Problem details>
Extend the piece on UK veterinary schools below, picking up right after its last sentence.

Text under study>
******************************

Cambridge Veterinary School was founded in 1949 with eight undergraduate students, but its origins go back to 1909 when the University Department of Pathology set up an outstation to study diseases of large animals. The six year Veterinary Medicine course at Cambridge provides a unique training in basic medical sciences followed by a clinical course which applies students’ scientific knowledge practically as they study and work in the Queen’s Veterinary School Hospital.

The Times and Sunday Times Good University Guide currently ranks Cambridge 3rd for Veterinary Medicine in the UK.

Courses offered include:

  • Veterinary Medicine

Location: Cambridge

Website: https://www.vet.cam.ac.uk/

5. University of Liverpool

The University of Liverpool’s School of Veterinary Science is based in the Institute of Infection, Veterinary and Ecological Sciences. Its mission is to be a centre of regional, national and international excellence in animal health and welfare through research and learning.

It has two campuses; the Leahurst campus is located in the heart of rural Cheshire, and is home to two farms, two referral hospitals, and two of the Institute's three first-opinion practices. The Liverpool Campus provides teaching for the first three years of the undergraduate course around themes of normal animal structure and function, animal husbandry, disease processes, public health, epidemiology and welfare, management of disease, research, clinical and professional studies.

The Times and Sunday Times Good University Guide currently ranks Liverpool 6th for Veterinary Medicine in the UK.

Courses offered include:

  • Veterinary Science BSCv
  • Veterinary conservation medicine intercalated honours BSc

Location: Liverpool

Website: https://www.liverpool.ac.uk/veterinary-science/

6. University of Nottingham

The University of Nottingham’s School of Veterinary Medicine and Science delivers a range of innovative courses, world-class research and services for veterinary professionals. The courses, which integrate clinical medicine and surgery with pathology and basic sciences, ensure that Nottingham graduates gain the best possible foundation on which to build any future career in the veterinary profession.

Students benefit from state-of-the-art, purpose-built facilities on Sutton Bonnington Campus and with the department’s many clinical associates.

******************************

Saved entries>
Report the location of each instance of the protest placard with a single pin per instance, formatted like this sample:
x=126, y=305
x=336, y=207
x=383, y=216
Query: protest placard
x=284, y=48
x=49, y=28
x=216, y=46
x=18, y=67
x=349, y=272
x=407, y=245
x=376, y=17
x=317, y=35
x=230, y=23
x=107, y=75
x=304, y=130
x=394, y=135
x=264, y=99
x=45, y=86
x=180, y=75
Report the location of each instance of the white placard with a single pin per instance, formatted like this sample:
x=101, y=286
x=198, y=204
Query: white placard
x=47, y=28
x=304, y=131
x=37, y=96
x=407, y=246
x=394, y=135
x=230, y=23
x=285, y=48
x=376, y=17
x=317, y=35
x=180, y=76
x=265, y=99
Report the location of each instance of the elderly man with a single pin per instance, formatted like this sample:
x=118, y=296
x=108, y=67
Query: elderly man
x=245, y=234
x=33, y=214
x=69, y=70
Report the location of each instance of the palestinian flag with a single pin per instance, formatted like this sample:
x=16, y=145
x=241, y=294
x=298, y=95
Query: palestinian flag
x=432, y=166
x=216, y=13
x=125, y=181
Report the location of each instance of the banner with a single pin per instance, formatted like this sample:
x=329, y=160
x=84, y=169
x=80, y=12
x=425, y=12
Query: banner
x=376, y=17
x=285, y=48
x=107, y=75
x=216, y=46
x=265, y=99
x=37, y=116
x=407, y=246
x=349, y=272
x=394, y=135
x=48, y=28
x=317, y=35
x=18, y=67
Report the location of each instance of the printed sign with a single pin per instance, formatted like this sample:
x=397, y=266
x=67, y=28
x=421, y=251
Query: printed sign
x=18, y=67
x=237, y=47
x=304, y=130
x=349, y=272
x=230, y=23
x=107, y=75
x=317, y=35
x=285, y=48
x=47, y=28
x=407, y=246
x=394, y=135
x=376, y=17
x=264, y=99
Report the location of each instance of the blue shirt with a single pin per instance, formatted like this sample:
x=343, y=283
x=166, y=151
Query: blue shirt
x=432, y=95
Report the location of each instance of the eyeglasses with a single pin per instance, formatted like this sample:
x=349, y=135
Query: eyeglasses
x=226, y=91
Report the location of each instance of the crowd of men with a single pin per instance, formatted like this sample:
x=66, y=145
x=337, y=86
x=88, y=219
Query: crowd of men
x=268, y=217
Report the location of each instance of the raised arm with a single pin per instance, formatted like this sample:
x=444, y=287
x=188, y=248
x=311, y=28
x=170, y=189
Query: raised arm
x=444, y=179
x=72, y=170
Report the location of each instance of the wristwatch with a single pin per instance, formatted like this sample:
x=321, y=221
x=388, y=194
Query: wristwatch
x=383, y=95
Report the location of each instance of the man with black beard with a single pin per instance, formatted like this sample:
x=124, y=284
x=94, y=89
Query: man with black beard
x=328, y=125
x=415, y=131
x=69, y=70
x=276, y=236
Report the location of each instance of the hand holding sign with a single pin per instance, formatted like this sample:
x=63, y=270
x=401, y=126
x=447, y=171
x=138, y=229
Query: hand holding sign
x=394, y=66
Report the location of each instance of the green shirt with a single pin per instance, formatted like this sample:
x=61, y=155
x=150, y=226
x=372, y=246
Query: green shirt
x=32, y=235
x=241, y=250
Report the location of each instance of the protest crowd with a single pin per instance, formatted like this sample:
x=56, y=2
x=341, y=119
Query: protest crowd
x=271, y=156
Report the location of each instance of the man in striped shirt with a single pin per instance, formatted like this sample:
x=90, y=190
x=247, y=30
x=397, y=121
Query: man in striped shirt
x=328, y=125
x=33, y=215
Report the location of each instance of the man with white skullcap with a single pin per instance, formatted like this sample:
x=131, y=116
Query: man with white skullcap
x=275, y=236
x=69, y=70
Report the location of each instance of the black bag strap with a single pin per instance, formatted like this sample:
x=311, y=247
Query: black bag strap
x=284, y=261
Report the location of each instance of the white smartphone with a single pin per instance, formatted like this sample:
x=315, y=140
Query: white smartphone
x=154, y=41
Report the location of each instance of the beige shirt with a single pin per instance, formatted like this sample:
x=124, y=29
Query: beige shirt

******************************

Written answer>
The Times and Sunday Times Good University Guide currently ranks Nottingham 4th for Veterinary Medicine in the UK.

Courses offered include:

  • Veterinary Medicine and Surgery BVM BVS with BVMedSci

Location: Nottingham

Website: https://www.nottingham.ac.uk/vet

7. University of Surrey

The Veterinary Medicine and Science BVMSci course, created in collaboration with a partnership of veterinary practices and scientific research institutes, including Marwell Zoo, you’ll learn about different body systems, covering all common companion, equine and production animal species, in addition to wildlife and exotic species.

Students have access to multi-million-pound facilities, including a Veterinary Clinical Skills Centre and Veterinary Pathology Centre, to practise anaesthesia, catheterisation, dissection, perform a necropsy and more.

The University of Surrey's veterinary courses are ranked 3rd in the UK by the Complete University Guide 2023 and 7th in the UK by The Guardian University Guide 2022.

Courses offered include:

  1. Veterinary Medicine and Science BVMSci (Hons)

Location: Guildford

Website: https://www.surrey.ac.uk/undergraduate/veterinary-...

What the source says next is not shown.